## Rows
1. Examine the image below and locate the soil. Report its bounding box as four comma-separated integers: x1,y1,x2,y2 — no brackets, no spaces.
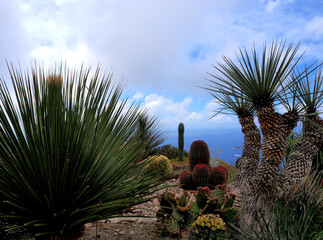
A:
85,179,238,240
85,220,177,240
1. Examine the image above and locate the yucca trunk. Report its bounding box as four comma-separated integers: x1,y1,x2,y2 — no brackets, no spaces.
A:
279,115,323,198
256,104,287,199
237,116,261,228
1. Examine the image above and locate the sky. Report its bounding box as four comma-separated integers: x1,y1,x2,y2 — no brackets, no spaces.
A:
0,0,323,134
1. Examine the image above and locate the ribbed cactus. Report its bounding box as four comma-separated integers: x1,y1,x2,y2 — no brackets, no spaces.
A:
178,171,195,190
216,166,229,181
178,123,184,162
188,140,210,172
179,140,229,190
209,166,228,187
192,163,211,187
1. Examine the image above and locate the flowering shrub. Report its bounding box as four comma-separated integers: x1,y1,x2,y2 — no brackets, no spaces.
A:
190,214,227,240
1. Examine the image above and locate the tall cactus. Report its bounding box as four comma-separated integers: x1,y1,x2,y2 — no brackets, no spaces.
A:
178,123,184,162
188,140,210,172
192,163,211,187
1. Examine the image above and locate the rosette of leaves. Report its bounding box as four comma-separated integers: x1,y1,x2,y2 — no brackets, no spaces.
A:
0,65,166,239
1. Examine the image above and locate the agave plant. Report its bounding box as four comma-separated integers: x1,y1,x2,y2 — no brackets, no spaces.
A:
0,64,165,239
205,42,323,230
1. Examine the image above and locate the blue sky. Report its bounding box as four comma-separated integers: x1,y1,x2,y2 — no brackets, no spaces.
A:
0,0,323,129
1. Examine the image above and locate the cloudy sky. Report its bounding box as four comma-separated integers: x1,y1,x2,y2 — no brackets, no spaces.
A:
0,0,323,132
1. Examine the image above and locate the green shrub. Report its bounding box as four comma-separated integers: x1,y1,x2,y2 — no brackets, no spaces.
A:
0,66,165,239
154,144,188,159
145,155,173,179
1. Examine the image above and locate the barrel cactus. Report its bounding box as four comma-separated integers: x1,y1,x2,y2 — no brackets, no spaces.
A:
188,140,210,172
178,171,195,190
192,163,211,187
179,140,229,190
178,123,184,162
144,155,173,178
209,166,228,187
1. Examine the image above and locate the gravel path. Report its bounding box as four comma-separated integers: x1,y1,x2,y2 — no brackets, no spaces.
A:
85,179,238,240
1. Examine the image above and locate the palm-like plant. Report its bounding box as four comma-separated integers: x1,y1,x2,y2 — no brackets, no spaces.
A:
206,42,323,232
0,65,165,239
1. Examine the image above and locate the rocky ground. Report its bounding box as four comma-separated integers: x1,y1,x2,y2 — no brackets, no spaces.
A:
85,179,238,240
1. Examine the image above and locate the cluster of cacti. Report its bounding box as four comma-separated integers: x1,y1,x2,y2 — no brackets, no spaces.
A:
157,185,238,237
144,155,173,178
190,214,227,240
178,123,184,162
157,192,194,237
191,185,238,227
179,140,229,190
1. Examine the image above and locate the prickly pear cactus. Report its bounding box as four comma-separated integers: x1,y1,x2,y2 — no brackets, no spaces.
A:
162,218,181,235
157,192,194,236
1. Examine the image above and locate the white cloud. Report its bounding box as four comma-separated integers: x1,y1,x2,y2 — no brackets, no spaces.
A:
132,92,145,101
186,112,203,120
305,16,323,39
266,0,280,12
135,94,239,129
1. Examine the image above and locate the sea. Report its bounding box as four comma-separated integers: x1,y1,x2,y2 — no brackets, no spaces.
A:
161,128,244,165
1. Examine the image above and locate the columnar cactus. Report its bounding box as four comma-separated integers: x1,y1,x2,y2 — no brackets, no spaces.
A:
188,140,210,172
178,123,184,162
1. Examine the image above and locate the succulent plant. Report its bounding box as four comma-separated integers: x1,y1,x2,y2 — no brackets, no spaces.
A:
178,171,195,190
157,192,195,236
209,166,228,188
188,140,210,172
179,140,229,190
144,155,173,178
178,123,184,162
216,166,229,181
192,163,211,187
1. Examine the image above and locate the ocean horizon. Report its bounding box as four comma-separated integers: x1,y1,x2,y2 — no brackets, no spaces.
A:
161,128,244,165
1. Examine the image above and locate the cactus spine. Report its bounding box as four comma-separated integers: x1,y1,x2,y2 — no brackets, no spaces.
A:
178,123,184,162
179,140,229,190
188,140,210,172
192,163,211,187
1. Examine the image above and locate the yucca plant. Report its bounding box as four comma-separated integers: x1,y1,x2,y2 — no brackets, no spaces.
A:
235,171,323,240
205,41,323,231
0,64,166,239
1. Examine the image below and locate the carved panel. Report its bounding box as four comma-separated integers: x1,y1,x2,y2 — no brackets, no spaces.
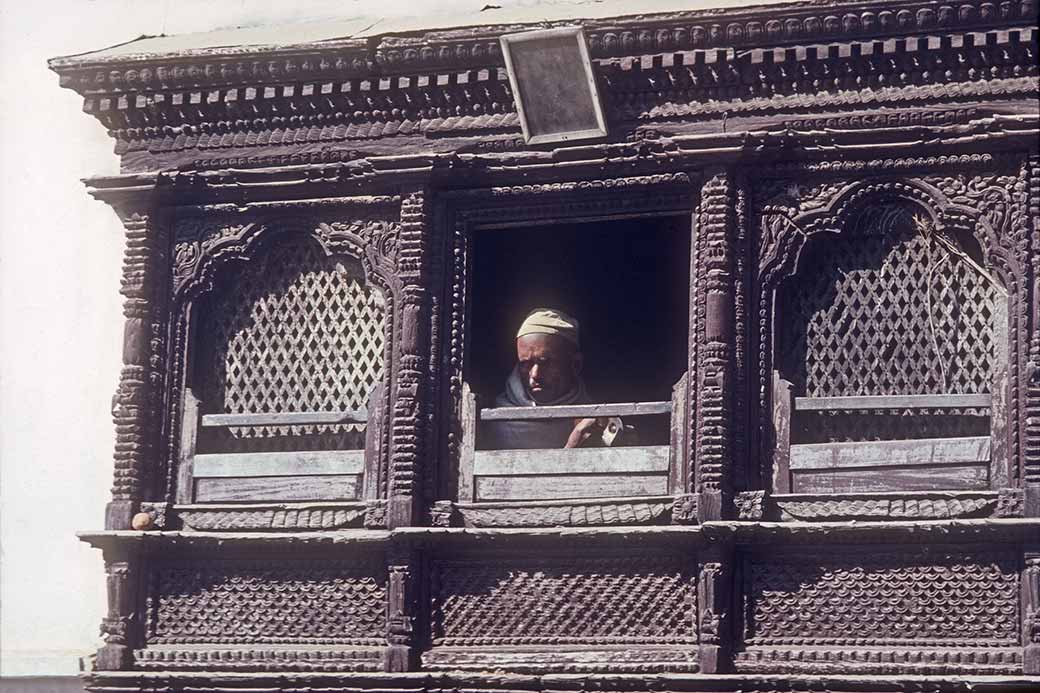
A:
147,558,387,645
744,548,1019,647
753,166,1026,485
780,206,998,396
197,237,386,447
432,556,697,646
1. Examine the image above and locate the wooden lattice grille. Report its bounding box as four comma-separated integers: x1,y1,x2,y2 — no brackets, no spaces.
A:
199,238,385,448
778,205,1000,441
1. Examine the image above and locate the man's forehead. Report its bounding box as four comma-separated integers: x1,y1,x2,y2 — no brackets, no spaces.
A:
517,334,575,358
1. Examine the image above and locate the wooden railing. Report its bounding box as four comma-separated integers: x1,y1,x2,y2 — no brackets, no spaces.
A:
178,388,381,503
773,374,992,493
459,378,686,503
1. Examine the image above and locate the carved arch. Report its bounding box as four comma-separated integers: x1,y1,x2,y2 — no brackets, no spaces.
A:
161,206,402,503
758,179,1015,290
755,174,1023,491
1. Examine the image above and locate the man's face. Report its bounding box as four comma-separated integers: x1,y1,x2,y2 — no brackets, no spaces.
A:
517,334,581,404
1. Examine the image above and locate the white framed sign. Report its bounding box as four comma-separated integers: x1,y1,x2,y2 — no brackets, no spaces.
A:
499,27,606,145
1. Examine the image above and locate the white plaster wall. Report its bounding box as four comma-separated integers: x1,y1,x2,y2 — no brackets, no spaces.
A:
0,0,553,676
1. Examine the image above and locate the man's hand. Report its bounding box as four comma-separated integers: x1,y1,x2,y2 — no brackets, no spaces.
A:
564,417,606,447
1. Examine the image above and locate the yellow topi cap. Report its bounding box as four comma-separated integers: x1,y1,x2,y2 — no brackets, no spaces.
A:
517,308,579,347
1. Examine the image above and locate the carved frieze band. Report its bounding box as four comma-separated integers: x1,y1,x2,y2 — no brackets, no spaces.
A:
146,556,388,649
50,14,1038,163
432,555,697,648
53,0,1037,108
744,548,1019,648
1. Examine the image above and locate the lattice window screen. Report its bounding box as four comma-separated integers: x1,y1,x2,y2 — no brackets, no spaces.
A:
782,207,997,396
779,205,1002,442
197,238,385,450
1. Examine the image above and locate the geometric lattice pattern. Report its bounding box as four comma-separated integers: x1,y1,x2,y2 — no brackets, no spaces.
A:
202,238,385,445
148,560,387,644
434,557,696,645
781,205,997,396
746,550,1019,645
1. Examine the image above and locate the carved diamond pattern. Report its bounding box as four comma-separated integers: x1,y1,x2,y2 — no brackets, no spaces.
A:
781,208,996,396
435,559,696,645
148,560,387,644
746,551,1018,645
198,239,385,438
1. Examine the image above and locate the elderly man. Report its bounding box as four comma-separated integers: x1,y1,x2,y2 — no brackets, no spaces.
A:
484,308,621,450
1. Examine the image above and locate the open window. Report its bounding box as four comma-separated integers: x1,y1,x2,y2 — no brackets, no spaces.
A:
179,235,386,503
459,215,691,503
773,202,1007,493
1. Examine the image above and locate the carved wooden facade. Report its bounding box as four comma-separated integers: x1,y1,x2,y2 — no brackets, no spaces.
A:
52,0,1040,692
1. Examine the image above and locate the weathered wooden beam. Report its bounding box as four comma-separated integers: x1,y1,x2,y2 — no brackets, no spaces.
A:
480,402,672,421
193,450,365,479
790,436,990,470
202,409,368,428
194,474,360,503
795,394,992,411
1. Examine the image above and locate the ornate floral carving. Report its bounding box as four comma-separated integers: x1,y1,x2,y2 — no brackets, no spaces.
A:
432,556,697,646
774,492,1010,522
733,491,765,520
457,496,669,528
134,645,383,672
745,549,1018,647
176,504,371,532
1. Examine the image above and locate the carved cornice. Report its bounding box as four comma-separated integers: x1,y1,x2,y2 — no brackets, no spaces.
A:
51,0,1037,166
81,670,1040,693
79,32,1037,159
50,0,1037,94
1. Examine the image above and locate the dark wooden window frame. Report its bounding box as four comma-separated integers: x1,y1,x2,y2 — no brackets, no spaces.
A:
757,180,1020,497
439,174,697,506
167,210,396,509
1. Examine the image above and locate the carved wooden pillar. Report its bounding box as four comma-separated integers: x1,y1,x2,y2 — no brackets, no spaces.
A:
691,170,735,522
95,551,144,671
383,538,420,671
387,189,432,529
105,200,168,530
1022,156,1040,517
1021,553,1040,674
697,544,733,673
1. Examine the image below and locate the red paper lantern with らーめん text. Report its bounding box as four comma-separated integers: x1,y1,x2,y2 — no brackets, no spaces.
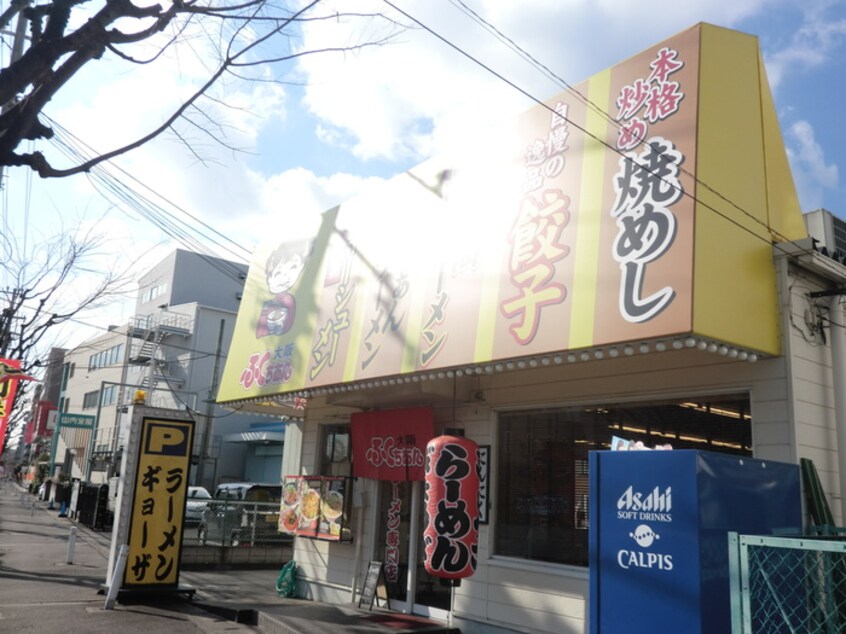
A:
423,436,479,579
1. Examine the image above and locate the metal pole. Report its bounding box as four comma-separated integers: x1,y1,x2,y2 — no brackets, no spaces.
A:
105,544,129,610
68,526,76,564
197,319,226,486
828,295,846,525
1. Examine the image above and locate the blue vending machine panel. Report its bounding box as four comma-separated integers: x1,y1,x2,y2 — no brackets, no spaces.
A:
589,450,802,634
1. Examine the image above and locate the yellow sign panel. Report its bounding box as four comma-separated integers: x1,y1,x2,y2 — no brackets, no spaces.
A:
124,418,194,587
218,24,804,401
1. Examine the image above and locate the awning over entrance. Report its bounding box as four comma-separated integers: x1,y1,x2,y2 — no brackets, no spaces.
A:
223,431,285,445
218,24,806,408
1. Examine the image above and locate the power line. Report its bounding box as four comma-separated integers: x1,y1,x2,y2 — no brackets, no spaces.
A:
383,0,811,264
45,115,250,279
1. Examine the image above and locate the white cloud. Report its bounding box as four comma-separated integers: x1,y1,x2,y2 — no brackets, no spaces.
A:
766,0,846,89
787,121,839,211
301,0,779,161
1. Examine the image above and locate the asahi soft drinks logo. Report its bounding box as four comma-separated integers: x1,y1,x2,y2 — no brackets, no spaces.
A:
617,486,673,571
617,486,673,522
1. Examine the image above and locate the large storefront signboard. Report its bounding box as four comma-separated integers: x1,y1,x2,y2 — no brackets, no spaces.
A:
219,24,805,401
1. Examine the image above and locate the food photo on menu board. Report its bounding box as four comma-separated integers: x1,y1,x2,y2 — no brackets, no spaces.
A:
297,478,323,536
279,478,300,535
318,478,345,539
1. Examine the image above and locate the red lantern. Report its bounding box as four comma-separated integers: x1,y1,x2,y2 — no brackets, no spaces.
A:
423,436,479,579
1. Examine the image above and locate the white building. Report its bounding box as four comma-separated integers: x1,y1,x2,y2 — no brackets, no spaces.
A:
55,249,284,488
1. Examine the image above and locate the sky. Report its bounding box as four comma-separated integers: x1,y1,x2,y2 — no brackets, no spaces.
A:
0,0,846,345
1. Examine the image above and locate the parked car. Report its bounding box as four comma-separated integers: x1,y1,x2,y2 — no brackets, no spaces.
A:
185,487,212,526
197,482,291,546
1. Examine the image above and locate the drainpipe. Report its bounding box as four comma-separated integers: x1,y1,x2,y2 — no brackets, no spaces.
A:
828,293,846,524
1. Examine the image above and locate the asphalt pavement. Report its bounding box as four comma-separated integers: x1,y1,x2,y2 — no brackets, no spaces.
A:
0,480,457,634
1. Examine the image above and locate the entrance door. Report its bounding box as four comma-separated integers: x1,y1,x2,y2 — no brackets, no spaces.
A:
376,482,451,621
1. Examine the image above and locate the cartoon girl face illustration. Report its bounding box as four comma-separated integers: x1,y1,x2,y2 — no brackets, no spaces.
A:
256,243,310,339
267,254,306,295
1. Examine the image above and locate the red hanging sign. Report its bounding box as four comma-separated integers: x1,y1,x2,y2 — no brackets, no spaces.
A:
0,359,30,454
423,436,479,579
350,407,435,482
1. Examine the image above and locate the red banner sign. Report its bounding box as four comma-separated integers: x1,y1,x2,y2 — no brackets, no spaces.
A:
0,359,33,454
350,407,435,481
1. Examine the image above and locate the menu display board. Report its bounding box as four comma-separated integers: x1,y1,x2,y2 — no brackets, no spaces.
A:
279,476,352,541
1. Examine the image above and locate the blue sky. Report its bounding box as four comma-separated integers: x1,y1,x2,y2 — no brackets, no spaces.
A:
0,0,846,346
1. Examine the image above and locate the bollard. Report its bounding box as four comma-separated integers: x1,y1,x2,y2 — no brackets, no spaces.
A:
68,526,76,564
105,544,129,610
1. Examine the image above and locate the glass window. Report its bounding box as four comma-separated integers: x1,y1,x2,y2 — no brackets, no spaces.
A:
82,390,100,409
495,395,752,566
320,425,352,477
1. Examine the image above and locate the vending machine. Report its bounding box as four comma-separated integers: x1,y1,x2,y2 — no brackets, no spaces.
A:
589,450,802,634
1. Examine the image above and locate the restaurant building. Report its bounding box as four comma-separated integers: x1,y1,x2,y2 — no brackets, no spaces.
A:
218,24,846,633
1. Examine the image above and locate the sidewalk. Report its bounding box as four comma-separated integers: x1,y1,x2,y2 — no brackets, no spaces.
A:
0,481,458,634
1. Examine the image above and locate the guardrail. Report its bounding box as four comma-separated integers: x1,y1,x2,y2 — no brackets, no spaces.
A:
188,500,293,547
728,533,846,634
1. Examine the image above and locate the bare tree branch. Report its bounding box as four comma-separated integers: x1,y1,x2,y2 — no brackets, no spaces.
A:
0,0,399,178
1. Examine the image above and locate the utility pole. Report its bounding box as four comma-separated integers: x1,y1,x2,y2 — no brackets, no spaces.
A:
0,288,21,357
197,319,226,486
0,0,30,189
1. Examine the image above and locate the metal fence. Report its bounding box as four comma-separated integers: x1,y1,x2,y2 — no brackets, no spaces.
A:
729,533,846,634
183,500,293,547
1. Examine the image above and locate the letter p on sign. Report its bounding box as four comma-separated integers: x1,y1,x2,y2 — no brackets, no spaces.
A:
144,423,189,456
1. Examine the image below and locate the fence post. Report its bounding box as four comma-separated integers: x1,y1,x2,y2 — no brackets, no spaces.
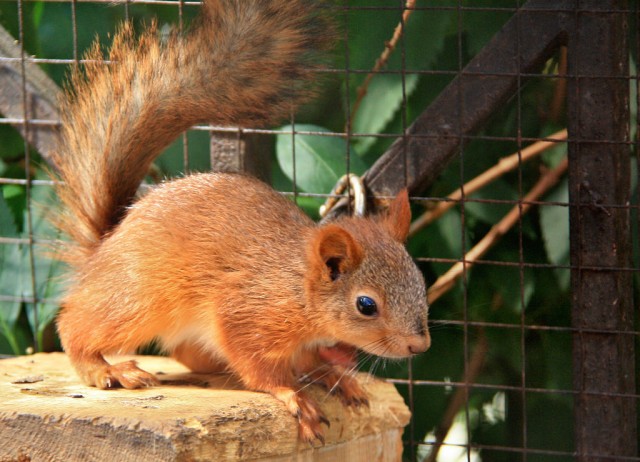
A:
568,0,637,461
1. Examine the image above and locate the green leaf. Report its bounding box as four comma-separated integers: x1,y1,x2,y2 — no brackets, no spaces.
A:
353,74,419,153
540,179,569,290
276,124,366,194
0,194,21,354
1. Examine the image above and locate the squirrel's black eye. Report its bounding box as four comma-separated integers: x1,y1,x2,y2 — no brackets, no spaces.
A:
356,295,378,316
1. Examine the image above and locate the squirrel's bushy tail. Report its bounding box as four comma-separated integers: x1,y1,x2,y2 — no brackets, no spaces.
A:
54,0,331,259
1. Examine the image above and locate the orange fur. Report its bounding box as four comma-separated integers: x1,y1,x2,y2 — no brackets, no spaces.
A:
56,0,429,441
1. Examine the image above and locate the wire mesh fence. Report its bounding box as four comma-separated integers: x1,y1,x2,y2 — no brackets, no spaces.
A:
0,0,640,461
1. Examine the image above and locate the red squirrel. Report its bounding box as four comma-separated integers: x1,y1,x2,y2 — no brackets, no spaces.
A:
55,0,430,442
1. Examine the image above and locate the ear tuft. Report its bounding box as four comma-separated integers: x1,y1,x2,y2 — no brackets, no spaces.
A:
382,188,411,243
312,225,363,281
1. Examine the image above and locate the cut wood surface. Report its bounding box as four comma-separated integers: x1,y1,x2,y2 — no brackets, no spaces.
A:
0,353,410,462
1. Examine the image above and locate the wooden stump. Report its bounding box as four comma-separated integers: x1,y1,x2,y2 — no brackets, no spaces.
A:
0,353,410,462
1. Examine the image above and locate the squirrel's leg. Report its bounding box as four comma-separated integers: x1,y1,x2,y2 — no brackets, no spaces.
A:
295,351,369,407
57,303,159,389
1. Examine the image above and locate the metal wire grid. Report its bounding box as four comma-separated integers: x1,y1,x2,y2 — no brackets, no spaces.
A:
0,0,640,461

## What to produce
Pick out every line of the data that contains the word "yellow", and copy each one in full.

## Right answer
1. Examine the image above and locate the yellow topi cap. Report its bounding box as four comma-separated integers: x1,y1,x2,y2 — no brackets, no spaces.
1. Examine the image above and locate the yellow sign panel. Report its bounding box as four comma-separated integers: x1,y1,x2,y2 — no brackets, no spaces.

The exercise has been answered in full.